Answer these questions from the article below on Toyota's fuel-cell vehicle:
(a) What range does the article give for fuel-cell vehicles?
(b) How many Prius hybrids has Toyota sold worldwide?
(c) What emissions does the Toyota FCV produce?
** STUDY TEXT follows **
Why Toyota May Call Its Fuel Cell Vehicle a Prius

Toyota-FCV1

There are many instances where the Toyota (NYSE:TM) Prius has become the butt of jokes, as it did repeatedly in The Other Guys, starring Will Ferrell. However, Toyota is laughing all the way to the bank with a hybrid that’s become the biggest selling vehicle in the biggest auto market in the United States. The positive association with green car technology is leading Toyota to considering naming its innovative fuel-cell vehicle a Prius, according to Auto Guide.

The industry has been buzzing about hydrogen fuel cells since Toyota and Honda (NYSE:HMC) announced they would debut vehicles powered by this technology at November auto shows. The Toyota fuel-cell vehicle (or FCV) is expected to debut in 2015 as a real production model powered by hydrogen fuel cells that activate an electric motor and produce only water vapor emissions.

Obstacles in pricing and refueling exist for the industry, yet the much greater range (over 300 miles) and much faster fueling process (less than 10 minutes) has numerous automakers betting that fuel cells will take the reins from lithium ion battery vehicles as the green automobiles of choice in the next decade. That’s why Toyota was tossing around ideas of what to call its fuel-cell vehicle. Auto Guide reports one Toyota executive sees a lot to be gained by naming the FCV “Prius.”

“People equate Prius to a lot of things, it has a positive name out there regarding technology, innovative products and environmental friendliness,” Toyota’s Bill Fay told Auto Guide at the L.A. Auto Show, where Honda and Hyundai (HYMLF.PK) also had fuel-cell vehicles on display. Fay noted that the Prius was an unknown entity when it first appeared, but it has gained significant stature, especially in the California market. Worldwide, Toyota has sold over five million Prius hybrids.

One remarkable feature about the Toyota FCV is how much sportier it is compared to the Toyota Prius lineup, which features wagon and hatchback looks that don’t impress aesthetically. The FCV has a futuristic look to its dramatic vents and bright blue color. In essence, the FCV is much better looking than any Prius on the road.

However, upgrading the style quotient of the Prius may be on Toyota’s agenda by the time the automaker produces its fuel-cell vehicle in 2015 or 2016, and the Prius’s reputation may be even better. In many ways, the FCV has a great deal to benefit from being associated with the Toyota Prius.
** End of STUDY TEXT **
** SUPPLIED RECORDS follows **
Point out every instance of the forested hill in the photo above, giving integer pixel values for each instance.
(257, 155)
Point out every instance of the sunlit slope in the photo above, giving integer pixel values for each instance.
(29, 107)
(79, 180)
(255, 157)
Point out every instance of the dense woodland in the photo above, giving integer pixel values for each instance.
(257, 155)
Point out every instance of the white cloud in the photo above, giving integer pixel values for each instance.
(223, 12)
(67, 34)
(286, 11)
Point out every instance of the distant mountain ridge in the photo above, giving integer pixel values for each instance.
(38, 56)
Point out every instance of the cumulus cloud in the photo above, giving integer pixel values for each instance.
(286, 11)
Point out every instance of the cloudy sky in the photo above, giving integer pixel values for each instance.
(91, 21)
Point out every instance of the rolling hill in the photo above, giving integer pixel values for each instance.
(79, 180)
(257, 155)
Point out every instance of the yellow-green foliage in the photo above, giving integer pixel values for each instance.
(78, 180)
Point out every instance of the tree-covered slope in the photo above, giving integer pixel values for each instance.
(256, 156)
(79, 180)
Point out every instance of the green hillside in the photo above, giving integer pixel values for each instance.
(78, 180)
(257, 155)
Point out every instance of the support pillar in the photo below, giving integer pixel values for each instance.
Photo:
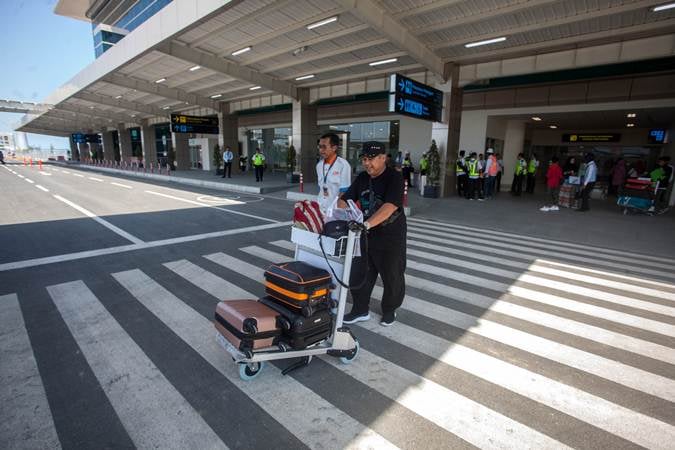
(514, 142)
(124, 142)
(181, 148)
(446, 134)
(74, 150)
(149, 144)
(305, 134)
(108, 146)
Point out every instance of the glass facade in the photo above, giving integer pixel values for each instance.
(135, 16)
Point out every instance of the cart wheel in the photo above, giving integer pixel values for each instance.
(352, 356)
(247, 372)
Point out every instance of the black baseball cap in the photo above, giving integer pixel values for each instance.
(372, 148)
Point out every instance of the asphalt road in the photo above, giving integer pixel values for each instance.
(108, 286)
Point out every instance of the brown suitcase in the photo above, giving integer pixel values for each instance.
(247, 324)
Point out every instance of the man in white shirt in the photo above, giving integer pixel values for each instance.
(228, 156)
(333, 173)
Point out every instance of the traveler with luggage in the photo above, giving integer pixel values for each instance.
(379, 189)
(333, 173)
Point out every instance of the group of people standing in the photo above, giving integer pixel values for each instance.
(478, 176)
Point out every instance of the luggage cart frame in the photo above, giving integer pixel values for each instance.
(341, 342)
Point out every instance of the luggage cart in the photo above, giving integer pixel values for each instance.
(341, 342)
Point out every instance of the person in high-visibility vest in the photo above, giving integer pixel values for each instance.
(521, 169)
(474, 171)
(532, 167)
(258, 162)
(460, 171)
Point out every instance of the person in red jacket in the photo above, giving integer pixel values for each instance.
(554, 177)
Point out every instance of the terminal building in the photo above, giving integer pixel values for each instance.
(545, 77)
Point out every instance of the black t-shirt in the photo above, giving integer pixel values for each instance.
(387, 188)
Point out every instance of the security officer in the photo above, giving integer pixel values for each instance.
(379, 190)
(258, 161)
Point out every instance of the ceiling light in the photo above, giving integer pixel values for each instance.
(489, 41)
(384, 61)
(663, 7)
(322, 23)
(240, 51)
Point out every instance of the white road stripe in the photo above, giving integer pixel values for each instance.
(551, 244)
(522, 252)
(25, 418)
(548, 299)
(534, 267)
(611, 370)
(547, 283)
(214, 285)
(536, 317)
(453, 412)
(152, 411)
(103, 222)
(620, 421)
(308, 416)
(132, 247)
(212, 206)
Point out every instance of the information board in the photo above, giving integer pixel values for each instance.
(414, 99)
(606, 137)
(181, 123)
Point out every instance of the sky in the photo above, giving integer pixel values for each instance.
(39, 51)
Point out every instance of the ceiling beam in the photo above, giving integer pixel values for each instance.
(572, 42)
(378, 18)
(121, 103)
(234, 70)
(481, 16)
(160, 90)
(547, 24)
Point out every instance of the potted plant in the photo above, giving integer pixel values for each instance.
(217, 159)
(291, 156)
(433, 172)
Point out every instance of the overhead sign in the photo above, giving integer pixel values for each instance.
** End of SUPPLIED RECORDS **
> [WRITTEN SOLUTION]
(a) Over 300 miles.
(b) Over five million.
(c) Only water vapor.